[Point annotations for photos]
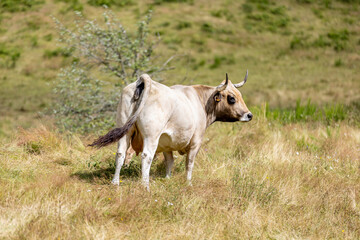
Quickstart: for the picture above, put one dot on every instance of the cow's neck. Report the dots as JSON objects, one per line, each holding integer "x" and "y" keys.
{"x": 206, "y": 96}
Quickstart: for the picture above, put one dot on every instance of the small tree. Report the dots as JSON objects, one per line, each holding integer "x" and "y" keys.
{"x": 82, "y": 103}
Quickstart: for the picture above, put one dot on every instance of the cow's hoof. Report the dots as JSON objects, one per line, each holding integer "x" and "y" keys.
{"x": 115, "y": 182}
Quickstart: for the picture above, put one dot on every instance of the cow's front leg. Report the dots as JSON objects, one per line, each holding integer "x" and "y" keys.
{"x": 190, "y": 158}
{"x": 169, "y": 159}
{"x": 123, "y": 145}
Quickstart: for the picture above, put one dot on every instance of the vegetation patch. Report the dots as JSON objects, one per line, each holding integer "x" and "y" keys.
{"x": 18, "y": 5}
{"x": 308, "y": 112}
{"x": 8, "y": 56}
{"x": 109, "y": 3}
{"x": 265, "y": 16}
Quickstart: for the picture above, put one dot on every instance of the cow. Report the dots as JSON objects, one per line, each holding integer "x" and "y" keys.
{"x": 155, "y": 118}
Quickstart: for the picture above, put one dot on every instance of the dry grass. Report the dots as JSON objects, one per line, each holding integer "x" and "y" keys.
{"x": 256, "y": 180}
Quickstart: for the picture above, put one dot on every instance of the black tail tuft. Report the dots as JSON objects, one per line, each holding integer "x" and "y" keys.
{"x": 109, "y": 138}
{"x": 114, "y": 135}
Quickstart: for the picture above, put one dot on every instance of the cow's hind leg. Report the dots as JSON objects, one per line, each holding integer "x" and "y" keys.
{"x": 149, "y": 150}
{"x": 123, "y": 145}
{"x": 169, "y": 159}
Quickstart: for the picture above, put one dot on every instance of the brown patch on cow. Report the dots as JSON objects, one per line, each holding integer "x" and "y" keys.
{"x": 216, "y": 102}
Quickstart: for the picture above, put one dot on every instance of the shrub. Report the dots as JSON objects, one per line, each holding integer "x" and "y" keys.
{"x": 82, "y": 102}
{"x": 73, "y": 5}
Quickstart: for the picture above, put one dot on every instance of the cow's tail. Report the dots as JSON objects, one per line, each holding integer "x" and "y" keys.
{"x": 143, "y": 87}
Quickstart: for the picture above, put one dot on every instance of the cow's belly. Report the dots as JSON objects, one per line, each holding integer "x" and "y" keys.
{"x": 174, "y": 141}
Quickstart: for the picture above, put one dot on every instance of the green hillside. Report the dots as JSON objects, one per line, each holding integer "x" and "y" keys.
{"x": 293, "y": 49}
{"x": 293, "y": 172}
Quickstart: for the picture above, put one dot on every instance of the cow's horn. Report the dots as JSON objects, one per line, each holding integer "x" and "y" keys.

EXERCISE TASK: Reproduce the listing starting at the line that contains "of the green" and continuing through the end of the listing, requests included. Multiply every x and y coordinate in the answers by 1.65, and round each result to a whole number with halves going up.

SOLUTION:
Quickstart: for the picture above, put one dot on every instance of the green hillside. Report the dots as JSON objects, one per line, each holding integer "x" and "y" keys.
{"x": 483, "y": 81}
{"x": 483, "y": 284}
Quickstart: for the picture above, put one dot on every instance of the cow's horn. Report the dots as JSON objects, one per line, each holding integer "x" and "y" keys.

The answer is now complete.